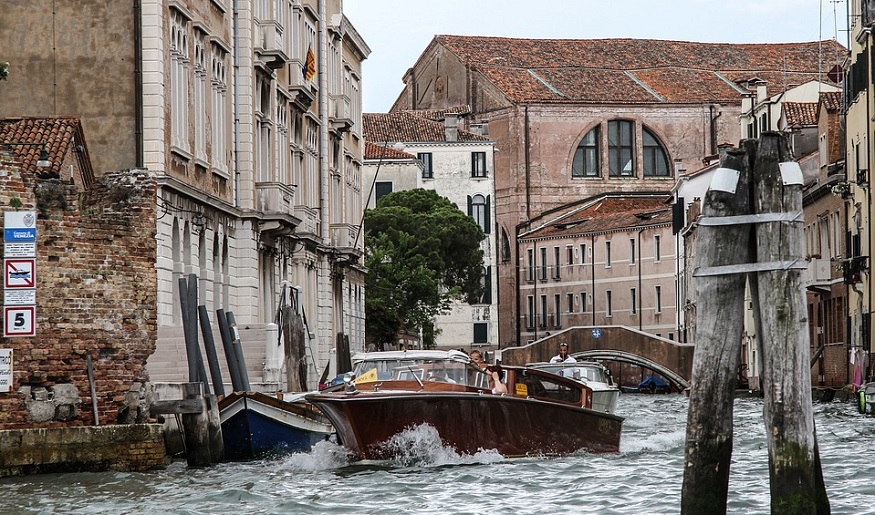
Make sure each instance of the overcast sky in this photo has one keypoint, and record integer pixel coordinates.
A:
(397, 31)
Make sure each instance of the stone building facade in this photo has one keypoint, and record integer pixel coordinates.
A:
(458, 165)
(249, 116)
(574, 119)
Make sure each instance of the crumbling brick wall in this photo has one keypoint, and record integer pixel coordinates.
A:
(96, 296)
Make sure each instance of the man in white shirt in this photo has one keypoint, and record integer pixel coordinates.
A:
(563, 356)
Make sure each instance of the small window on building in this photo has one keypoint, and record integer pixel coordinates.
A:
(427, 172)
(478, 164)
(481, 332)
(382, 189)
(586, 157)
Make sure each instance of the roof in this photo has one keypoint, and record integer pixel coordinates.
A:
(407, 127)
(832, 100)
(607, 213)
(637, 70)
(374, 151)
(800, 114)
(26, 137)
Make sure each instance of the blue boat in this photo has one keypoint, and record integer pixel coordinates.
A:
(255, 425)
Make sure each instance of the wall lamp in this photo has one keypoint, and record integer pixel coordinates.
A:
(43, 161)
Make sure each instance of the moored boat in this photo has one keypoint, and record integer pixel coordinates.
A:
(543, 413)
(256, 424)
(591, 373)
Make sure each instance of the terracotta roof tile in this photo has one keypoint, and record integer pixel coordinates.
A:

━━━━

Work instruction: Output every entry verbatim but skip the pictures.

Response to this exercise:
Make sure each instance of the overcast sky in this photo has one keypoint, and record integer pixel coordinates.
A:
(397, 31)
Make sure each instance of the stone building facade in this photo has one keypoint, and record integer pixel coordinates.
A:
(458, 165)
(249, 116)
(574, 119)
Make sure each instance of the crumbling brick wall in this photo has one keypoint, and record integer pixel coordinates.
A:
(96, 296)
Make sure each instance of the man in white shirt in this photo has one keypoint, and record integer pixel coordinates.
A:
(563, 356)
Make sure each instance of the small window on building in this photo has one keypoint, and record integer pixel coordinates.
A:
(427, 172)
(478, 164)
(481, 332)
(382, 189)
(586, 157)
Make sure each instance of the roof in this photo has one keypoint, and record integer pixel coordinates.
A:
(407, 127)
(832, 100)
(607, 213)
(637, 70)
(374, 151)
(800, 114)
(26, 137)
Make sure each instance of the blue boat in this photo has one keypoint, and record integer pixel coordinates.
A:
(255, 425)
Make sure each instance of the wall lamp in this photo has one keypoint, and record integer pixel coordinates.
A:
(43, 161)
Make sure each instance of the moored boat in this photo has one keypoint, and record integer pixel coordinates.
A:
(543, 413)
(256, 424)
(591, 373)
Make sure each instance of the terracotta roof tile in this photo has one keypoint, and record integer pixel coordinates.
A:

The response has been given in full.